[Entries from a pointing dataset]
Begin
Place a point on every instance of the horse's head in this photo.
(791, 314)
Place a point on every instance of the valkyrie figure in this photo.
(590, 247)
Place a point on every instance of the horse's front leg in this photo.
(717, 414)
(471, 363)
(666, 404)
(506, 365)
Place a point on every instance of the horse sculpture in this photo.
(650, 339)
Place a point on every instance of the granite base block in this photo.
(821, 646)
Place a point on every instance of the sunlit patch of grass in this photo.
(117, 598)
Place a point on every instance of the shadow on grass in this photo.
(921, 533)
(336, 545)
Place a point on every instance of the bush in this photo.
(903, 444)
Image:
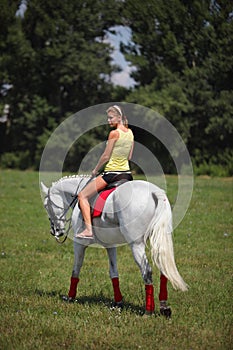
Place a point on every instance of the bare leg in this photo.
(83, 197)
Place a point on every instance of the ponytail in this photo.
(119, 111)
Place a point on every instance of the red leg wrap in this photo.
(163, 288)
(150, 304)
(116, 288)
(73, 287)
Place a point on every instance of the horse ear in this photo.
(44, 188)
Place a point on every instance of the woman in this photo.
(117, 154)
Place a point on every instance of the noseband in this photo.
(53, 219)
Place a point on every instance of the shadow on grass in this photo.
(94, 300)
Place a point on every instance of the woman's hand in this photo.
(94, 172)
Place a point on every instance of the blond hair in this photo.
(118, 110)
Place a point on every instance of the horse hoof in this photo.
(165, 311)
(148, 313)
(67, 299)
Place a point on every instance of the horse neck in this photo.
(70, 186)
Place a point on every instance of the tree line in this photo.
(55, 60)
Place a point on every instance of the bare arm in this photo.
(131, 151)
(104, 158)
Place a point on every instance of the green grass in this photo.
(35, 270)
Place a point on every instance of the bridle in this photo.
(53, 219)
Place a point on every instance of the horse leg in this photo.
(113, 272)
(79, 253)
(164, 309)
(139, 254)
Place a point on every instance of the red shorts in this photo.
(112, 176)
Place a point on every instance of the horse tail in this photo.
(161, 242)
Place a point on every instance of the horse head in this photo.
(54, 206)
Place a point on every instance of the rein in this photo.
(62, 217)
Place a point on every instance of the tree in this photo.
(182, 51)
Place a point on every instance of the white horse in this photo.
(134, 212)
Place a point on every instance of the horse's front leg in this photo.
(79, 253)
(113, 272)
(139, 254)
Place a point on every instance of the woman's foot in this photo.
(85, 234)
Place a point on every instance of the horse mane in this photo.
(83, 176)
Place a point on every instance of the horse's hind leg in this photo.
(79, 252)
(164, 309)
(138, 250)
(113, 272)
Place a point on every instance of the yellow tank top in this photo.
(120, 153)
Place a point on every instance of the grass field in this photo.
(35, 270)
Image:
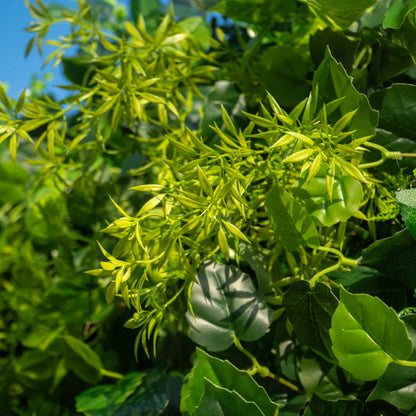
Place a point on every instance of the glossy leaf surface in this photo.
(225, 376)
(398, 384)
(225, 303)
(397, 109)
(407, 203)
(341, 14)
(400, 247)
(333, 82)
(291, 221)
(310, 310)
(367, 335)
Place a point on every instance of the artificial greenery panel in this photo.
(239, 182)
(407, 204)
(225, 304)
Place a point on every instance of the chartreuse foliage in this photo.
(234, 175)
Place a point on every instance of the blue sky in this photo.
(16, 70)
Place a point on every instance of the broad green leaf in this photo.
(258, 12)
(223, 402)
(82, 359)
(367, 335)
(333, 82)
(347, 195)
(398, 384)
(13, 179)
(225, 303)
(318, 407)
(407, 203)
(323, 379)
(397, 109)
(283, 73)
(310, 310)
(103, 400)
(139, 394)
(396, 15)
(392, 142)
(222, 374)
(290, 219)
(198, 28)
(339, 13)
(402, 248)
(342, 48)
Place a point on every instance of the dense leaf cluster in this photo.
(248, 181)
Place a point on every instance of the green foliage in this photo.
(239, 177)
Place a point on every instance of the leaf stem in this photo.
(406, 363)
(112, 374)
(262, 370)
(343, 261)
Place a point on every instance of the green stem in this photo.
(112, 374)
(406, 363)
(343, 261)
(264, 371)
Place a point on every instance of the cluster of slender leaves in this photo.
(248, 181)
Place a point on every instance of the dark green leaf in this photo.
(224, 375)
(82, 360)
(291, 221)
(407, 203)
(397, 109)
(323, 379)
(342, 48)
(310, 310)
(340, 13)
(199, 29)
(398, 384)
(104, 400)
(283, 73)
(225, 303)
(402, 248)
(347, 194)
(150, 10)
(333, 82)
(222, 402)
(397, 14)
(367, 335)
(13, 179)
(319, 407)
End
Begin
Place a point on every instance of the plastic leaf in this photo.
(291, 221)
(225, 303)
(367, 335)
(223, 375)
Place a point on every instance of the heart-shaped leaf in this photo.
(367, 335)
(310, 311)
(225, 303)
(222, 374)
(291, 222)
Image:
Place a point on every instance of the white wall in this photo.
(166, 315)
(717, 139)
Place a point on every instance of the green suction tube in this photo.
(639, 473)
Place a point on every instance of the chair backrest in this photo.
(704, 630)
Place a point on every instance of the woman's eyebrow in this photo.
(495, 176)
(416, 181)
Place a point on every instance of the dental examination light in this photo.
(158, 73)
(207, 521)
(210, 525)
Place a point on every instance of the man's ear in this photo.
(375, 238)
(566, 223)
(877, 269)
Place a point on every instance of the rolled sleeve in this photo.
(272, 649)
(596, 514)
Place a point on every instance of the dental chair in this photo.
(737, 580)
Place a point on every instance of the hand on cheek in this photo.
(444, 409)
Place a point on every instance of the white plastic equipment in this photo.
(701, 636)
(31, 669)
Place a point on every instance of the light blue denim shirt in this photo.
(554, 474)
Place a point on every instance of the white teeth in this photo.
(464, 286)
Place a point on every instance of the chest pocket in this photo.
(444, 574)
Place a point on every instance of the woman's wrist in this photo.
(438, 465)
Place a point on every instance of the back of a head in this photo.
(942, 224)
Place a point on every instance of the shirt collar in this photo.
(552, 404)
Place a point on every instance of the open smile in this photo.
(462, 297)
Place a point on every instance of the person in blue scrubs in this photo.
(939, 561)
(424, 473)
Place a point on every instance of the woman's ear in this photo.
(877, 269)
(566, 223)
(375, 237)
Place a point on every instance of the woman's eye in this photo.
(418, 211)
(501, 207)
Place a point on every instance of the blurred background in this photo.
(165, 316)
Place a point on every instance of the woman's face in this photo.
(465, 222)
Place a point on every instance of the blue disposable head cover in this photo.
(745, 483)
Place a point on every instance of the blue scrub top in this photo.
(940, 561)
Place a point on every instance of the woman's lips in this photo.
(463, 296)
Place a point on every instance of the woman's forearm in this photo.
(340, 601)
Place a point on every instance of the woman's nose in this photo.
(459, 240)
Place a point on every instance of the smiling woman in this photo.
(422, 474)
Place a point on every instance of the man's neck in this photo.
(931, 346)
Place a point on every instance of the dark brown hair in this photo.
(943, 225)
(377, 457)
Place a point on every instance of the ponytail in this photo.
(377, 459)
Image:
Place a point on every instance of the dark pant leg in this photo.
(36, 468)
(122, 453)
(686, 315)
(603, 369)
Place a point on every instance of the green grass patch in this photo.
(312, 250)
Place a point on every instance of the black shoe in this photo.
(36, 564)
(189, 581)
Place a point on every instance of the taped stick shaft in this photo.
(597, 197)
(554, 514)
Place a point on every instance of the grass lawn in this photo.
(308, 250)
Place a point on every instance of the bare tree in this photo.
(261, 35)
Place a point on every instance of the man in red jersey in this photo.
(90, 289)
End
Begin
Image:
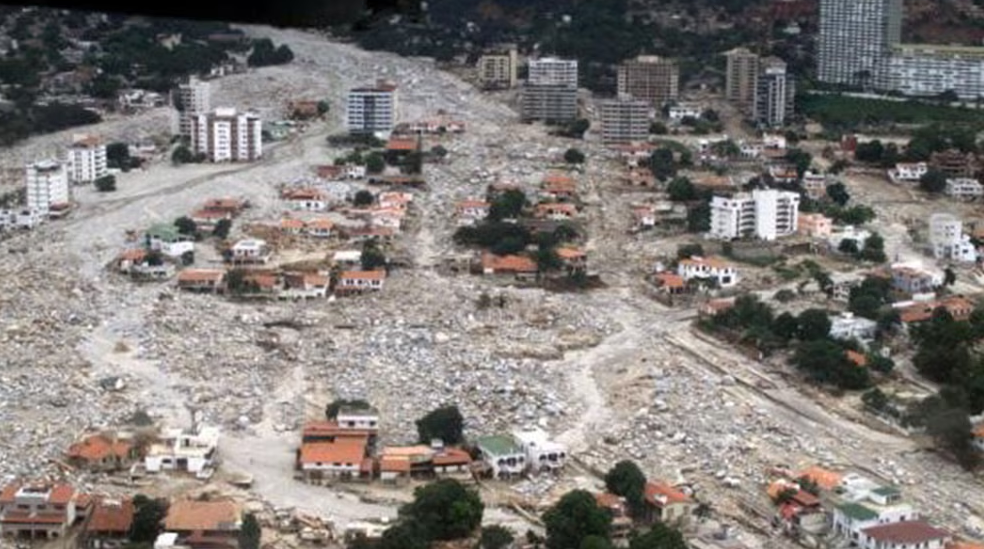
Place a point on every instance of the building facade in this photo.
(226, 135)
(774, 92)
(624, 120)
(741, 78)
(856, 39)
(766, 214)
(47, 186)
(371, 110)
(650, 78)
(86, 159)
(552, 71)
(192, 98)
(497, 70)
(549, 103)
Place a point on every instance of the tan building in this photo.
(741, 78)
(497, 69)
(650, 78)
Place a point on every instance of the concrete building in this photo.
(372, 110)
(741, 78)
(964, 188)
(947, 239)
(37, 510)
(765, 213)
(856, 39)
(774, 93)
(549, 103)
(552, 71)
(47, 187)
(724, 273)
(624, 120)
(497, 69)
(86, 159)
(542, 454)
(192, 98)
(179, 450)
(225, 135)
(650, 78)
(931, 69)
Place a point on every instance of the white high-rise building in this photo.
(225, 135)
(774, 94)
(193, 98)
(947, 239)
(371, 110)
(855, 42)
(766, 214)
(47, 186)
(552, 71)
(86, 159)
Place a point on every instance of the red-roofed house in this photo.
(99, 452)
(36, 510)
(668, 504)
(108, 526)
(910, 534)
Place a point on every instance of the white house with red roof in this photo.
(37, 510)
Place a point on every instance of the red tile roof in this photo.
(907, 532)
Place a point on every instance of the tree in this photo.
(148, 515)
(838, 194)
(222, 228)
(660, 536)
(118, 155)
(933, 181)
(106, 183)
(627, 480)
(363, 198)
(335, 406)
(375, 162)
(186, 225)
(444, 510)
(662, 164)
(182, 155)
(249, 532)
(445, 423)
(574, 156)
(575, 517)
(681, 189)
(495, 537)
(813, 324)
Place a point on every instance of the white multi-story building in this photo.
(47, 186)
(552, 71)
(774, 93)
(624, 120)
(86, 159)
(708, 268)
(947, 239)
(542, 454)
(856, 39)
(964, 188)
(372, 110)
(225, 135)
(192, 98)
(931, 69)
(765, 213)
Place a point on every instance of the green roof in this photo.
End
Can you copy out, word for word, the lines of the material starting at the one containing "Place a point on every instance of the white high-rise" and ending at the one containing "Place a point on every instance of the green roof", including both of those lines and nothing else?

> [Task answer]
Place a point on every instance of the white high-rise building in this photo.
(225, 135)
(774, 94)
(193, 98)
(947, 239)
(371, 110)
(855, 42)
(766, 214)
(47, 186)
(552, 71)
(86, 159)
Place a point on every instance of the red-roofed house in this photo.
(99, 452)
(36, 510)
(668, 504)
(108, 526)
(910, 534)
Place a point on every instance of the white house with red roof in this photo.
(37, 510)
Place a point on every instance of the red tile roof in this photo.
(907, 532)
Place a point on every instance of the tree in this photo.
(148, 515)
(838, 194)
(222, 228)
(660, 536)
(118, 155)
(933, 181)
(106, 183)
(627, 480)
(363, 198)
(335, 406)
(375, 162)
(186, 225)
(444, 510)
(662, 164)
(182, 155)
(249, 532)
(445, 423)
(574, 156)
(575, 517)
(681, 189)
(495, 537)
(813, 324)
Place a point on every instance of the white multi-story building in this photo.
(47, 186)
(552, 71)
(774, 93)
(624, 120)
(86, 159)
(708, 268)
(947, 239)
(542, 454)
(856, 39)
(964, 188)
(372, 110)
(225, 135)
(192, 98)
(931, 69)
(765, 213)
Place a point on every instance of the green roof in this photo.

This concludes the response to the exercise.